India Electronics: New market driven
journey from services to products
Indian private electronics engineering industry was slipped
into services mode of business from products in early 90s,
the time during which Indian economic policies were liberalized.
Few stubborn companies who believed in products market also
migrated to services over the time. The reason was market
opportunity in services. Companies have made huge profits
from 90s to until now.
Now world over, the recession is impacting all areas of
industry, so is on Indian service industry too. Amid this
recession, there is a great opportunity coming up for low
cost electronics products. Many don't know whether recession
is temporary or long lasting, but the opportunities in Indian
market for electronic equipments is sure.
To take up this fresh opportunity, Indian electronic industry
is bracing up to take on the opportunity with few built
in advantages it already has. But it's tough, mainly; the
industry has lost its grip on manufacturing. The material
and manufacturing elsewhere is cheaper than in India.
Indian Semiconductor Association (ISA) vision summit held
on Feb 16 and 17 at Bangalore was clearly focused on identifying
the market and addressing the design challenges in developed
mass consuming electronic equipments for Indian market.
The inaugural address was from Nandan Nilekani, Co-chairman
of the board of directors, Infosys Technologies. The software
service industry's Czar has shared four keywords for Indian
electronics and semiconductor experts to develop products.
They are, connection, health care, energy and Education.
There is enormous amount of opportunities in all these areas
to design and produce affordable products for rural and
poor Indians to empower them with basics such as education,
health and connection to access few urban only facilities.
+ + + +
- **Instructions to follow**: Repeat the passage of the article on Indian electronics word for word, from "Few stubborn companies" up to and including "to until now.". The listing that follows comes from a separate source unrelated to the article.
+ + + +
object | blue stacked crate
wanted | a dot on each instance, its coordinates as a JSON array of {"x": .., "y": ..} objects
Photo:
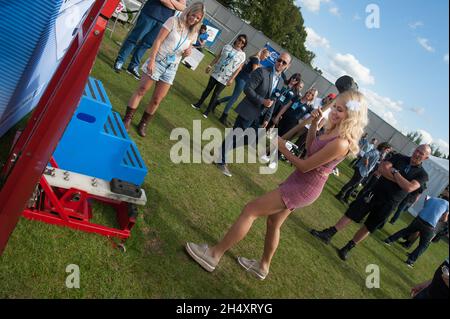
[{"x": 95, "y": 142}]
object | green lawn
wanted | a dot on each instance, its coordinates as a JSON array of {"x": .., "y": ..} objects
[{"x": 195, "y": 202}]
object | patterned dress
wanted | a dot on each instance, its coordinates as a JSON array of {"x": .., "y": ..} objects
[{"x": 302, "y": 189}]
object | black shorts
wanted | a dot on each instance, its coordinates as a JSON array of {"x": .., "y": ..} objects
[{"x": 377, "y": 212}]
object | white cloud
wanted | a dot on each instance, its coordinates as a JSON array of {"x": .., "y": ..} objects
[
  {"x": 426, "y": 137},
  {"x": 385, "y": 107},
  {"x": 443, "y": 145},
  {"x": 415, "y": 25},
  {"x": 425, "y": 44},
  {"x": 313, "y": 40},
  {"x": 342, "y": 64},
  {"x": 417, "y": 110},
  {"x": 335, "y": 11},
  {"x": 311, "y": 5}
]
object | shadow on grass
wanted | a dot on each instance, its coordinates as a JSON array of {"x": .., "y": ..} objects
[{"x": 346, "y": 270}]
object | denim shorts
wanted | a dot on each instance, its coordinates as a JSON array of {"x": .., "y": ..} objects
[{"x": 163, "y": 71}]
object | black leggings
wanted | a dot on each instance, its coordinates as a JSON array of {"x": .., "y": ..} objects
[{"x": 218, "y": 88}]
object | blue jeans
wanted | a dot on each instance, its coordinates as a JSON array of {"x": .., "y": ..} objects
+ + + +
- **Answer area**:
Few stubborn companies who believed in products market also
migrated to services over the time. The reason was market
opportunity in services. Companies have made huge profits
from 90s to until now.